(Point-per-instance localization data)
◆ ◆ ◆ ◆ ◆
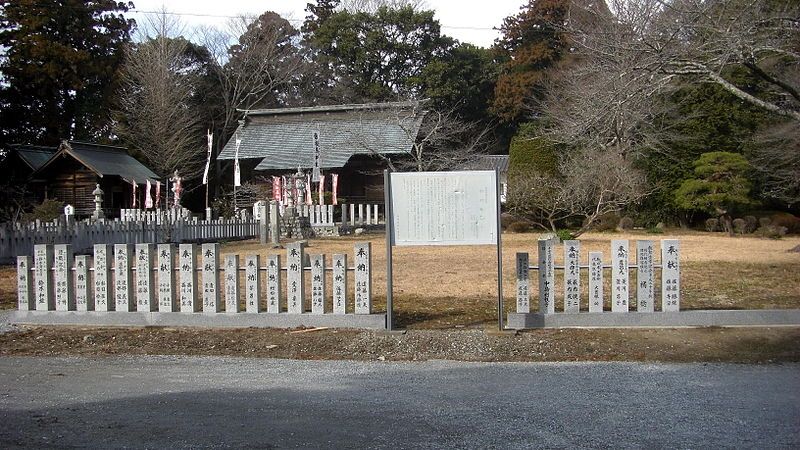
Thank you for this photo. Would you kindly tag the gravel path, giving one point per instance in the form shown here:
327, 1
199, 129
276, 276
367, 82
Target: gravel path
218, 402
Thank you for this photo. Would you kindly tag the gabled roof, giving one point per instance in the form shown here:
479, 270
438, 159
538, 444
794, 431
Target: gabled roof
282, 138
104, 160
33, 155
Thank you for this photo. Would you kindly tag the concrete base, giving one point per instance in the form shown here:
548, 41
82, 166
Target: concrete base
212, 320
704, 318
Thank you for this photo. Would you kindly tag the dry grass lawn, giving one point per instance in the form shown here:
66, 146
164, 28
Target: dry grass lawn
455, 287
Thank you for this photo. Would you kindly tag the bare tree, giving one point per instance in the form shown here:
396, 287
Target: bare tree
370, 6
254, 58
156, 113
591, 183
777, 159
699, 40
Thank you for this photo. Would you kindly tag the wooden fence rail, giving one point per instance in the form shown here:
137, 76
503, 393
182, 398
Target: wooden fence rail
19, 240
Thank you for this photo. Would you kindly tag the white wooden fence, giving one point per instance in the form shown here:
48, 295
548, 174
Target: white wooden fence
157, 278
17, 239
594, 272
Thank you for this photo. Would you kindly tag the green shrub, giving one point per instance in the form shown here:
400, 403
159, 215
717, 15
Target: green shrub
626, 223
739, 226
565, 235
46, 211
606, 222
519, 226
751, 223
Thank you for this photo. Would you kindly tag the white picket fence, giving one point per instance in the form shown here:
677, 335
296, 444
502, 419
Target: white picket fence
156, 278
594, 272
18, 239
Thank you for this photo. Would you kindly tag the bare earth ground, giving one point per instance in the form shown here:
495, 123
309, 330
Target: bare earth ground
446, 298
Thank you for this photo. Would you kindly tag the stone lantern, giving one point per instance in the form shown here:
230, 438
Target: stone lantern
98, 203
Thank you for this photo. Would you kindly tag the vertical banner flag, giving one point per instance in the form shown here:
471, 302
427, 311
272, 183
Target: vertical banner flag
133, 199
148, 199
315, 170
285, 189
334, 188
237, 176
308, 190
321, 189
276, 189
208, 158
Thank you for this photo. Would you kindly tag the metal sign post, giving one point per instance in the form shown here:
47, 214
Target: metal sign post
442, 208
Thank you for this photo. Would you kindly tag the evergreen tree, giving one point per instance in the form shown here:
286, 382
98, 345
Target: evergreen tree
59, 72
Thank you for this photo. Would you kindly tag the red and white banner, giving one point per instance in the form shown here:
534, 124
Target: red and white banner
148, 199
308, 190
322, 189
334, 188
276, 189
237, 176
133, 195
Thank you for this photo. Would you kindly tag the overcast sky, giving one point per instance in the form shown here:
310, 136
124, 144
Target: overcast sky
466, 20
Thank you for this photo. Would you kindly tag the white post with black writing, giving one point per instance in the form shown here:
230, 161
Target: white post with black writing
595, 281
62, 276
84, 301
295, 289
25, 297
339, 283
645, 293
670, 275
102, 277
123, 282
144, 279
619, 275
363, 277
232, 284
318, 284
211, 301
523, 283
252, 283
572, 276
43, 260
166, 279
188, 278
273, 284
547, 303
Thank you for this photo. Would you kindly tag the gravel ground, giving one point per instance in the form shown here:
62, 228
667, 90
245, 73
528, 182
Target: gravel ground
214, 402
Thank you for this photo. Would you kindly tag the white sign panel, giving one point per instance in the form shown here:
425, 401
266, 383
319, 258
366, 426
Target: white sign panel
444, 208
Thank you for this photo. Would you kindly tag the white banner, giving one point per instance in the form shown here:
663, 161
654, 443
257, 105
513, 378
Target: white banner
315, 168
237, 176
208, 158
322, 189
133, 195
148, 200
335, 183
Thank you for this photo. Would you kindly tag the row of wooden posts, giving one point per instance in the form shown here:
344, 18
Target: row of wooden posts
145, 280
620, 267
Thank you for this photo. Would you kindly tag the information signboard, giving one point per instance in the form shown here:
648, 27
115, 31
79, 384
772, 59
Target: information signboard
444, 208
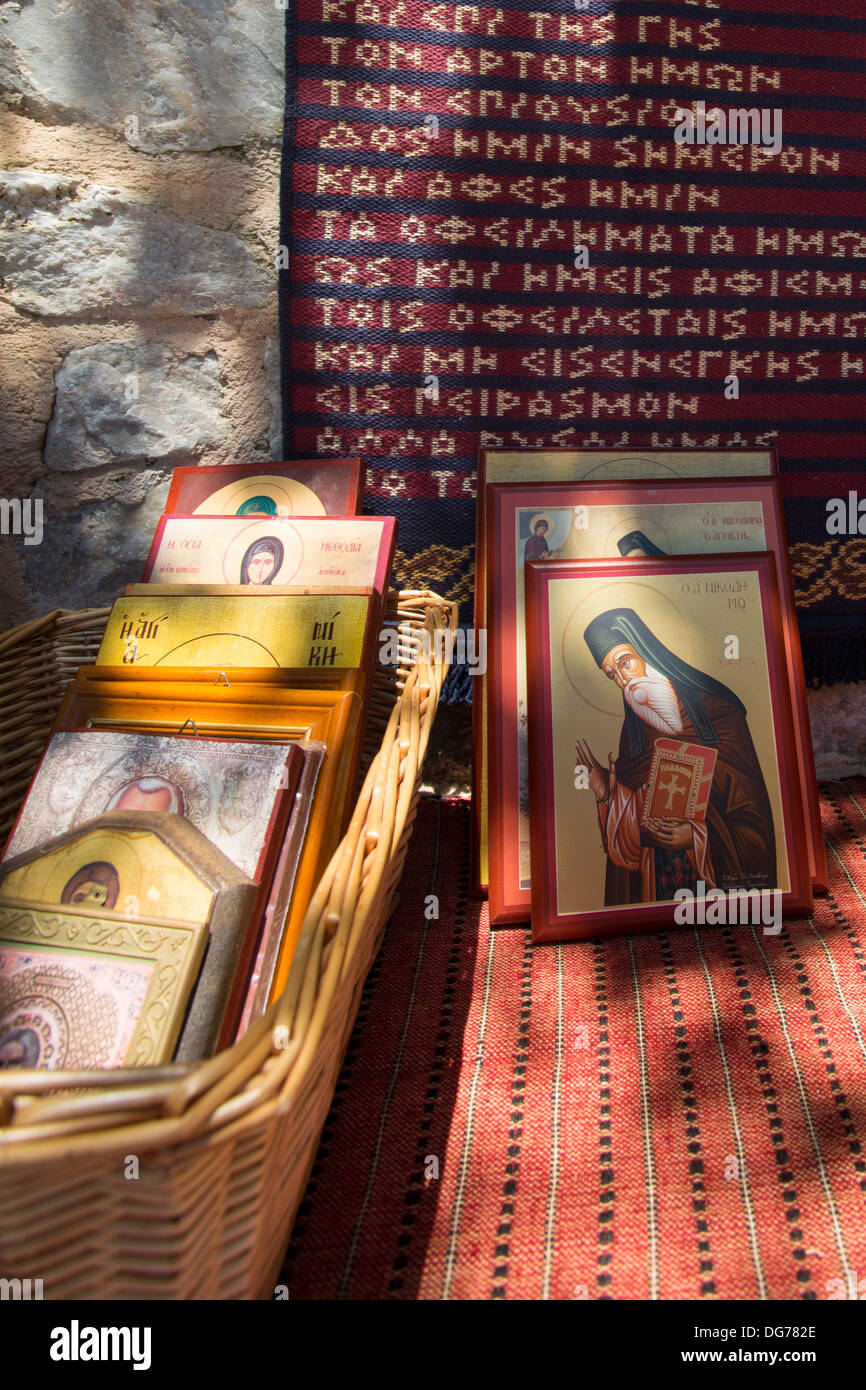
◆ ◆ ◆ ◆ ◆
## WHAT YOU SHOULD DO
Beginning with the first line of the records above, extract each line exactly through the line that holds "the white picket", both ends included. Omit pictures.

## TASK OUTPUT
Thank you for this photo. Would you kindly tag the gravel path, giving one point per instance in the form shown here:
327, 1
199, 129
276, 276
367, 82
Target: gravel path
218, 402
Thank you for this photo. Would you kindly tag the gabled roof, giving one point per instance in the form shown here:
479, 270
438, 159
538, 444
794, 431
Target: gabled roof
282, 138
104, 160
33, 155
Thank you for this photo. Would you kindly tag the concrete base, giving one point per instance in the form shown here:
548, 41
82, 166
Target: concrete base
212, 320
704, 318
Thank you for this photo. Would you kindly tag the dry grass lawn, giving one point per instance in the form shown here:
66, 146
164, 28
Target: dry grass lawn
455, 287
Thank you for this photo. Would you kindly tag the bare tree, giving one point per instance in the form shown here:
396, 287
Target: bare tree
370, 6
254, 58
156, 113
591, 183
777, 159
699, 40
Thank you for this photo. Would you kindly tag the wooden fence rail, giving one point per instance in the form shown here:
137, 76
503, 393
182, 398
Target: wooden fence rail
19, 240
Thank you for this photo. Would you kindly tag the white wooden fence, giving one point per instance in the form shown here:
48, 295
548, 174
Target: white wooden fence
157, 278
17, 239
594, 272
Thank you for this photo. Would you kindly tag the green shrub, giving one point per instance in the form shown here:
400, 403
159, 215
717, 15
Target: green shrub
626, 223
739, 226
565, 235
46, 211
606, 222
519, 226
751, 223
Thank you for this photo. Would you kindly tag the white picket fence, giving one point per instance in the form shown here:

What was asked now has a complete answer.